• [Texto extraído]
* * *

El rincón de los lectores

El campo y la ciudad

Portada de 'Tres hermanos', de Esther Cross.

Irene Chikiar Bauer

En El campo y la ciudad Raymond Williams valora especialmente el plano de la experiencia y se ocupa de mostrar cómo la literatura articula estos dos espacios, siempre relacionados, intrínsecos el uno al otro. El binomio campo y ciudad no solo halló expresión, en la literatura argentina, en la fórmula de Sarmiento, “civilización y barbarie”, sino que podría considerarse el hilo conductor a través del cual acceder a sus orígenes y múltiples proyecciones hasta la actualidad. De hecho, mientras que Echeverría opuso el “desierto” a la civilización, para Sarmiento, el campo fue el lugar de la “barbarie”, un locus salvaje e inhóspito que debía civilizarse.

Pocos, a fines del siglo XIX, advertían que esas características podían resultar beneficiosas. Desde su exilio europeo, ante “la intervención de Inglaterra y Francia en la República Argentina” (1845), San Martín muestra perspicacia y conocimiento del terreno en una carta que fue publicada en periódicos ingleses y franceses en la que daba cuenta de que lo incivilizado podría significar un inesperado capital para derrotar a los agresores en caso de producirse una invasión. En pocas palabras, San Martín explicaba: “El primer alimento, por no decir el único, es la carne, y es sabido con qué facilidad pueden retirarse todos los ganados en pocos días a muchas leguas de distancia, igualmente que todos los caballos y medios de transporte… En una palabra, formar un desierto dilatado imposible de ser atravesado por una fuerza europea, la que correría tanto más peligro cuanto mayor sea el número”. Con claridad de estratega, San Martín sostenía que con siete mil u ocho mil hombres de caballería se podría detener a “un ejército europeo de veinte mil hombres”. En el campo argentino solo había ganado, era sencillo trasladarlo y dejar desabastecido al invasor.

Muchísimo ha cambiado el territorio desde entonces.  Con la modernización del siglo XX, la urbanización de las ciudades, el auge del capitalismo, el dominio de la técnica, la sensación del hombre de la ciudad de perderse en la masa, el campo resurgió como tópico literario en tanto apelaba a una edad dorada, a una visión idealizada de lo argentino por medio de la cual las elites culturales y políticas  implementaron un modelo identificatorio. Así, el campo paso  a ser símbolo de lo nacional y adscribir a lo nacional una manera de distinguirse de las masas de inmigrantes europeos pobres que comenzaban a poblar la patria, especialmente las ciudades.

* * *

Datos almacenados:
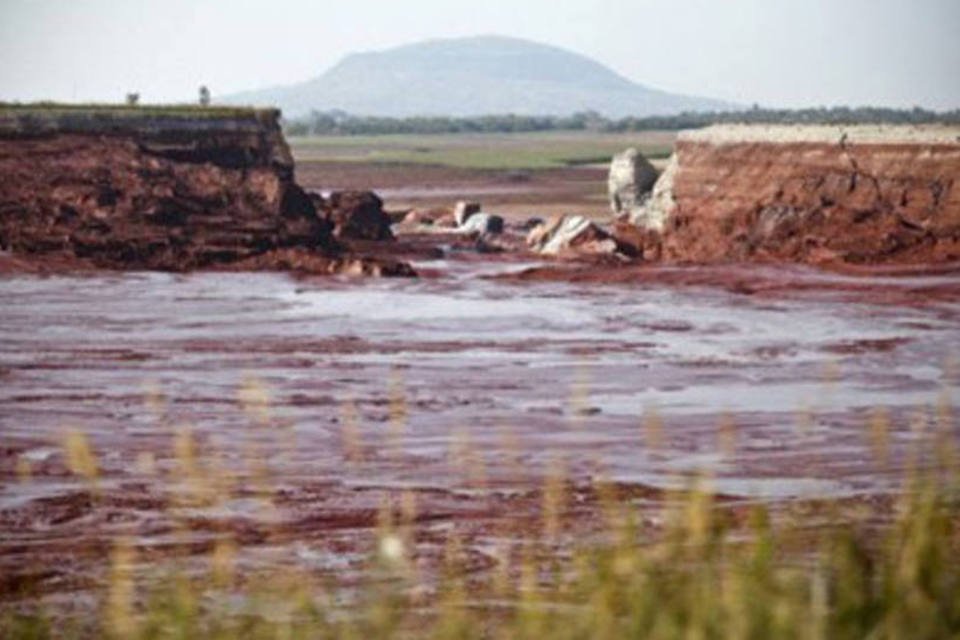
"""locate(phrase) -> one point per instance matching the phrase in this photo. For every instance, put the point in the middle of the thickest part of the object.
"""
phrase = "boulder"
(630, 180)
(463, 210)
(571, 234)
(482, 223)
(358, 215)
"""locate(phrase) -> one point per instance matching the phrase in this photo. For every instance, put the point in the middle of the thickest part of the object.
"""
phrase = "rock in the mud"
(463, 210)
(358, 215)
(435, 216)
(482, 223)
(630, 180)
(571, 234)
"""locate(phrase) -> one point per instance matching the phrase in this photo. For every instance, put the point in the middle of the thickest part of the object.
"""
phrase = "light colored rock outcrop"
(653, 213)
(630, 179)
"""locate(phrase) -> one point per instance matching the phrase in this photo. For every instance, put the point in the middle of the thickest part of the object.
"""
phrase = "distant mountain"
(473, 76)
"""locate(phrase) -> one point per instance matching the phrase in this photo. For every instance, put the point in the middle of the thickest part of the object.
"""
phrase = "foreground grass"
(539, 150)
(709, 572)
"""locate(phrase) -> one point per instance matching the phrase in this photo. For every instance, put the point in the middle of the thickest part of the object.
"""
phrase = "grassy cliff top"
(191, 111)
(48, 118)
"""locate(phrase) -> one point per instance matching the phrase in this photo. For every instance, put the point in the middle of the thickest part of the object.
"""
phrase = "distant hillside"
(473, 76)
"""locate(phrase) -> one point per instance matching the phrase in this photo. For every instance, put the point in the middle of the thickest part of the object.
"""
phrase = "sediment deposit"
(811, 194)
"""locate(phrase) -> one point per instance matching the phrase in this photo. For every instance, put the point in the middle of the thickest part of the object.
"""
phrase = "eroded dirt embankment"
(812, 194)
(168, 192)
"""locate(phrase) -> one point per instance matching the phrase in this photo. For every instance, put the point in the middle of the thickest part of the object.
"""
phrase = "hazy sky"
(775, 52)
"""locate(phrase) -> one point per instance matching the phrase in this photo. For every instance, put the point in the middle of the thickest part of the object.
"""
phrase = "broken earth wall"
(165, 189)
(811, 194)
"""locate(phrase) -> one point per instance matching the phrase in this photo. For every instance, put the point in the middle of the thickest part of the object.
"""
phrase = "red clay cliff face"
(172, 195)
(874, 199)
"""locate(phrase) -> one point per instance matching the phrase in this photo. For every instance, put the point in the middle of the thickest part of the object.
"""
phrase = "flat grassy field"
(536, 150)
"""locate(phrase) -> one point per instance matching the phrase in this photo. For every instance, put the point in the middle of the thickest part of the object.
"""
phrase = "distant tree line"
(341, 123)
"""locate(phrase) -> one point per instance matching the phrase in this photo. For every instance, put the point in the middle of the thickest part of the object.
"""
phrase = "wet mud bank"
(284, 413)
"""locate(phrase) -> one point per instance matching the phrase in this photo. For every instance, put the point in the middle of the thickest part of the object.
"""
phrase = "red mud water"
(465, 388)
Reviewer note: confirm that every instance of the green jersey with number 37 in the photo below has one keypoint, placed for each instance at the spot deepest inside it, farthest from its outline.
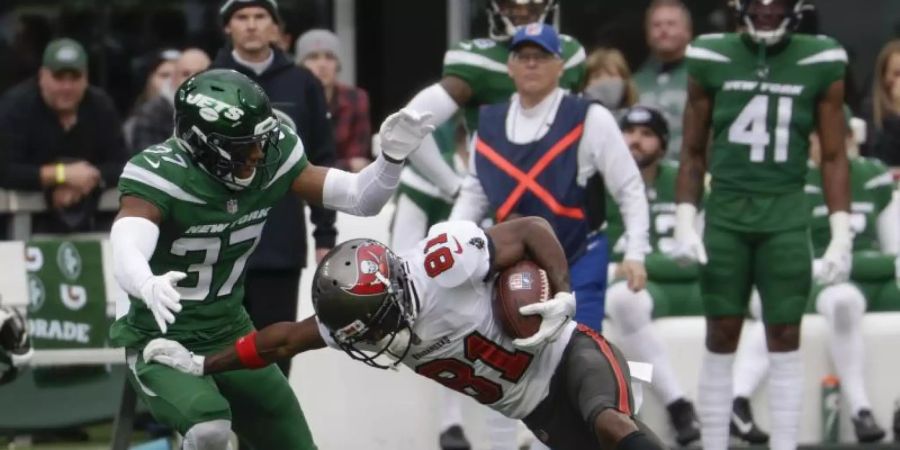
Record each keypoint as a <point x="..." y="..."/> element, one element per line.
<point x="207" y="231"/>
<point x="765" y="101"/>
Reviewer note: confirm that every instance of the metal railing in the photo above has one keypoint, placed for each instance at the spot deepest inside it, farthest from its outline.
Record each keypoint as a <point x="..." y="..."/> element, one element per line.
<point x="21" y="205"/>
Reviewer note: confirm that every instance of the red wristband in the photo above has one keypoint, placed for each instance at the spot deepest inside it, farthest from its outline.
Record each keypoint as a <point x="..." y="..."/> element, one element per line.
<point x="246" y="350"/>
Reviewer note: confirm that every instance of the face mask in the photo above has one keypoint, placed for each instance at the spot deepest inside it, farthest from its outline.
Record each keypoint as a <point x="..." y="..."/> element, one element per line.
<point x="608" y="92"/>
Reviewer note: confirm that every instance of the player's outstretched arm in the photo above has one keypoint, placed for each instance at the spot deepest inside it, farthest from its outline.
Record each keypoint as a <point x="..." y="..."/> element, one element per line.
<point x="441" y="99"/>
<point x="366" y="192"/>
<point x="836" y="262"/>
<point x="258" y="349"/>
<point x="835" y="167"/>
<point x="691" y="171"/>
<point x="530" y="238"/>
<point x="133" y="239"/>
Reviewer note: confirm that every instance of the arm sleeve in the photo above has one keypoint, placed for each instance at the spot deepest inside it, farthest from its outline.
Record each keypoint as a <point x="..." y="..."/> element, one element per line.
<point x="319" y="140"/>
<point x="363" y="193"/>
<point x="361" y="129"/>
<point x="133" y="240"/>
<point x="611" y="157"/>
<point x="472" y="203"/>
<point x="427" y="159"/>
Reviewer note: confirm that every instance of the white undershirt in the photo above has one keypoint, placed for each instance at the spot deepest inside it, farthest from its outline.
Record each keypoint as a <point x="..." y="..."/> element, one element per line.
<point x="601" y="149"/>
<point x="257" y="68"/>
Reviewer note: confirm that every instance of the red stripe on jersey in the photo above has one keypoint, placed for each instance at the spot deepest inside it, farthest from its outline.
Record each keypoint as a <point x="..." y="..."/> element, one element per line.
<point x="624" y="405"/>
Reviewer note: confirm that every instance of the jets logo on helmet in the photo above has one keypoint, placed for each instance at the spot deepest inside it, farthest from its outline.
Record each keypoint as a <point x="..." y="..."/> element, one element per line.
<point x="506" y="16"/>
<point x="361" y="296"/>
<point x="769" y="21"/>
<point x="226" y="122"/>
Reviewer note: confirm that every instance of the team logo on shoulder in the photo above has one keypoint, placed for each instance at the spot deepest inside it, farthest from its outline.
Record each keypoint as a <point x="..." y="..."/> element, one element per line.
<point x="520" y="281"/>
<point x="372" y="268"/>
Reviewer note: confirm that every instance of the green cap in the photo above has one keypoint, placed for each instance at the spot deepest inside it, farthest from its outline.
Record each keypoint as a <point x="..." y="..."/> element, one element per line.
<point x="65" y="54"/>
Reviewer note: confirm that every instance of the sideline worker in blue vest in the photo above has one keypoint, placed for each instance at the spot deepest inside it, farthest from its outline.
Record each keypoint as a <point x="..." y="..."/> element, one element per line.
<point x="551" y="154"/>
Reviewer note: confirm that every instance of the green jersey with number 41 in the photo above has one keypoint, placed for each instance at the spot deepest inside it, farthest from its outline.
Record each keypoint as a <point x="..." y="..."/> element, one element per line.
<point x="481" y="63"/>
<point x="764" y="106"/>
<point x="207" y="231"/>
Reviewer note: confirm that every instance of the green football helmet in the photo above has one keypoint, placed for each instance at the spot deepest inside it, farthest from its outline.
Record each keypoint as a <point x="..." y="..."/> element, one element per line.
<point x="770" y="21"/>
<point x="15" y="344"/>
<point x="222" y="117"/>
<point x="361" y="295"/>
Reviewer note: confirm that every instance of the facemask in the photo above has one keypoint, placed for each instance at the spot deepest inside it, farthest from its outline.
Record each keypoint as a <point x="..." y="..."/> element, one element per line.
<point x="608" y="92"/>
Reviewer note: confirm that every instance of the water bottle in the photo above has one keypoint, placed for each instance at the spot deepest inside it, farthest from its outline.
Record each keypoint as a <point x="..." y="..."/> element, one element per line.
<point x="831" y="409"/>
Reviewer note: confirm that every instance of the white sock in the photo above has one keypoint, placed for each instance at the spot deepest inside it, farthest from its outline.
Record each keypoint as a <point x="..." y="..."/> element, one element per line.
<point x="785" y="399"/>
<point x="714" y="399"/>
<point x="752" y="361"/>
<point x="451" y="408"/>
<point x="632" y="313"/>
<point x="502" y="431"/>
<point x="843" y="306"/>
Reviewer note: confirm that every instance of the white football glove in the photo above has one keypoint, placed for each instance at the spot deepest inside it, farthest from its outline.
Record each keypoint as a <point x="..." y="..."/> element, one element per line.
<point x="835" y="263"/>
<point x="161" y="297"/>
<point x="402" y="132"/>
<point x="688" y="246"/>
<point x="174" y="355"/>
<point x="555" y="314"/>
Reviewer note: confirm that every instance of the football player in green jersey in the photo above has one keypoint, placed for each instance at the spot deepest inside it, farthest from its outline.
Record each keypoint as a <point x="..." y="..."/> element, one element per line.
<point x="474" y="74"/>
<point x="876" y="223"/>
<point x="760" y="93"/>
<point x="671" y="288"/>
<point x="191" y="213"/>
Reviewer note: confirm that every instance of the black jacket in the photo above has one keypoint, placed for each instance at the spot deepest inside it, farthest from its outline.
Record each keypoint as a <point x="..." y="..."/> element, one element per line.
<point x="296" y="92"/>
<point x="31" y="136"/>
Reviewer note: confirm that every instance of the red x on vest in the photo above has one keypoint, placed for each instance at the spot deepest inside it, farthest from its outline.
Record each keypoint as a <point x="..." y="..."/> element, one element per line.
<point x="528" y="181"/>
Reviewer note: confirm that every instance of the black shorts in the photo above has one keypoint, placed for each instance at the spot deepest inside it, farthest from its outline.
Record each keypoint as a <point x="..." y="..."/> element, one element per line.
<point x="592" y="376"/>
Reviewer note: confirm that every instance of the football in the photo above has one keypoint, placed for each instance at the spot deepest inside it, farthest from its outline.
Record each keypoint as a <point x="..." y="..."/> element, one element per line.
<point x="522" y="284"/>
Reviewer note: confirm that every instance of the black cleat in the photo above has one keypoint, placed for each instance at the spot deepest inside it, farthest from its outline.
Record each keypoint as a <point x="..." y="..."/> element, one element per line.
<point x="684" y="420"/>
<point x="742" y="425"/>
<point x="867" y="430"/>
<point x="453" y="438"/>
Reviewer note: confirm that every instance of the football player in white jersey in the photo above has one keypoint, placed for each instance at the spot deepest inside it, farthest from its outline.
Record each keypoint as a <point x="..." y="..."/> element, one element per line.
<point x="431" y="310"/>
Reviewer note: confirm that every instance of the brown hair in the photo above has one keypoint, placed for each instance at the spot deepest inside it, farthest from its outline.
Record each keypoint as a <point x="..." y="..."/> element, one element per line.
<point x="656" y="4"/>
<point x="881" y="99"/>
<point x="611" y="60"/>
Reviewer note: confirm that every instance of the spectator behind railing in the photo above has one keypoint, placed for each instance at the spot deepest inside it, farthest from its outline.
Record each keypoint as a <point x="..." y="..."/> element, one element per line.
<point x="882" y="109"/>
<point x="159" y="68"/>
<point x="155" y="119"/>
<point x="662" y="80"/>
<point x="319" y="51"/>
<point x="609" y="80"/>
<point x="60" y="136"/>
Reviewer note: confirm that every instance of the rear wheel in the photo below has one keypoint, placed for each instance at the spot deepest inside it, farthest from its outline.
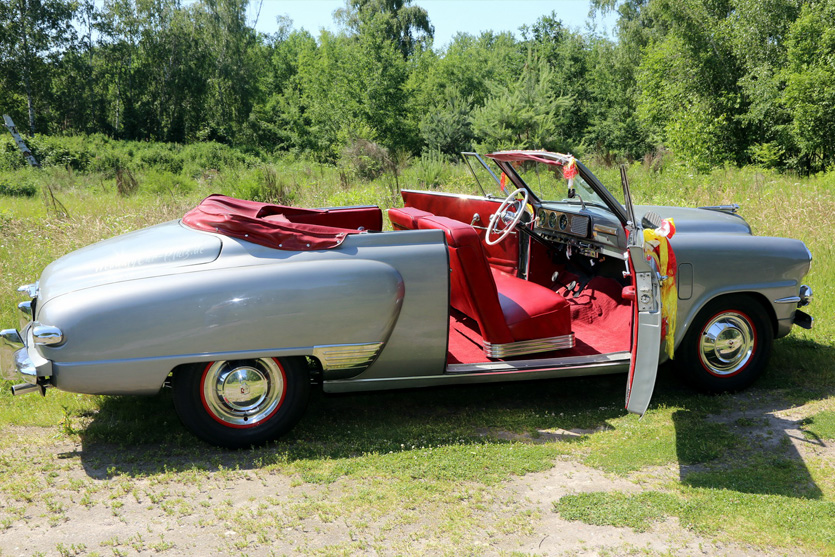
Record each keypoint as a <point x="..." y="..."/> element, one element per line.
<point x="727" y="346"/>
<point x="239" y="403"/>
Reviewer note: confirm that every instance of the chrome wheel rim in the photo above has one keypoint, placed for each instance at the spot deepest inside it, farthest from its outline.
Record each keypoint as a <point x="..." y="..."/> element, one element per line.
<point x="243" y="393"/>
<point x="727" y="344"/>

* * *

• [Acciones por realizar]
• A. Reproduce el fragmento del texto sobre el campo y la ciudad comprendido entre "Portada de 'Tres" y "que debía civilizarse.", ambos incluidos.
• B. Según el texto sobre el campo y la ciudad, ¿con cuántos hombres de caballería sostenía San Martín que se podría detener a un ejército europeo de veinte mil hombres?
• C. Prosigue el texto sobre el campo y la ciudad a partir de su última oración.
Este material es independiente del texto sobre el campo y la ciudad.

• [Respuestas escritas]
• A.
Portada de 'Tres hermanos', de Esther Cross.

Irene Chikiar Bauer

En El campo y la ciudad Raymond Williams valora especialmente el plano de la experiencia y se ocupa de mostrar cómo la literatura articula estos dos espacios, siempre relacionados, intrínsecos el uno al otro. El binomio campo y ciudad no solo halló expresión, en la literatura argentina, en la fórmula de Sarmiento, “civilización y barbarie”, sino que podría considerarse el hilo conductor a través del cual acceder a sus orígenes y múltiples proyecciones hasta la actualidad. De hecho, mientras que Echeverría opuso el “desierto” a la civilización, para Sarmiento, el campo fue el lugar de la “barbarie”, un locus salvaje e inhóspito que debía civilizarse.

• B. Con siete mil u ocho mil hombres de caballería.

• C.
El siglo XXI, hipercomunicado y conectado, en el que se avizora que en el 2050 cerca del 75% de la población mundial vivirá en la ciudades, ofrece nuevas perspectivas literarias del binomio campo y ciudad. Desde Buenos Aires, una megaciudad que hace mucho dejó atrás a la “gran aldea” (así la definió Lucio Vicente López en su novela de 1882), presento a los lectores de infoLibre dos nuevos libros que aproximan renovadas estructuras del sentir el campo y la ciudad. En principio, Tres hermanos, de Esther Cross, y sus relatos ambientados en el campo argentino. Luego, Usted está aquí. Crónicas de ciudades, en el que varios escritores comparten sus experiencias viajeras por grandes ciudades de Latinoamérica y de Europa “para que no se diga que leer no es, en el fondo, el viaje más intenso y más profundo”.

Tres hermanos, de Esther Cross (Tusquets Argentina, Buenos Aires, 2016)Tres hermanos,

“Tres hermanos andan solos por el campo. Descubren secretos y aprenden a callarse”, se dice en la contratapa de este libro de relatos conectados entre sí en el que la narradora, siempre la misma, magnifica, con la alquimia de la memoria, sus recuerdos del campo de los años sesenta donde pasaba el verano con sus padres y sus dos hermanos varones. Tres chicos de la ciudad de Buenos Aires se encuentran de pronto sueltos en el campo. Tanto dispuestos a la aventura como expuestos al aburrimiento, para ellos todo resulta novedoso o inquietante. En “Antes de llegar” es la hermana la que atisba el secreto de los puesteros, consigue ver a Abigail, su misteriosa hija, y comparte esa visión con sus hermanos. En estos relatos, los tres hermanos establecen cartografías guiados por sus padres, por algunos adultos y por otros chicos, suerte de “vaqueanos” que, como sucede en  “Los que volvieron”, introducen a los citadinos en una realidad de azares inesperados. Así, de una salida a caballo puede resultar la vuelta de tuerca que desdibuja extrañas simetrías entre los chicos del campo y de la ciudad, chicos que ya no volverán a jugar juntos cuando se quiebra “un hechizo” al tiempo que algo más fuerte los une para siempre.

A través de estos relatos de un tiempo perdido, Esther Cross trae a sus páginas “Fantasmas del Futuro”, la historia de un abuelo que pierde momentáneamente las coordenadas tiempo y espacio en una época en la que “no existían las tomografías computadas”. Cuestión que la narradora advierte como al pasar al mientras desliza: “Aunque hubiesen existido y el cerebro de mi abuelo, visto en rebanadas, tampoco hubiera registrado nada anormal”. ¿Se puede volver a ser el mismo después de esa experiencia? ¿No modifica cada nueva experiencia nuestra maleable subjetividad? La lectura de estos relatos abona el enigma. Pero no se trata solo de las nuevas experiencias vividas en la mítica llanura pampeana, sino también de las fantasías desencadenadas por los chistes del casero, o por las historias de los “mensuales” y los “crotos”, trabajadores del campo que cuentan historias como las “del lobizón y el caballo loco que esquiva rayos”.

Lejos de idealizar un bucólico locus amoenus pampeano, estas historias entretejen la vida cotidiana de los habitantes del campo con una realidad inquietante: la amenaza de un fugitivo, el ocultamiento de un perro que pudo haber transmitido la rabia a uno de los chicos, el padre que mata a su propio perro. “Había que decirse que eran solo animales para que no arruinaran, además del sueño y los oídos, la conciencia”.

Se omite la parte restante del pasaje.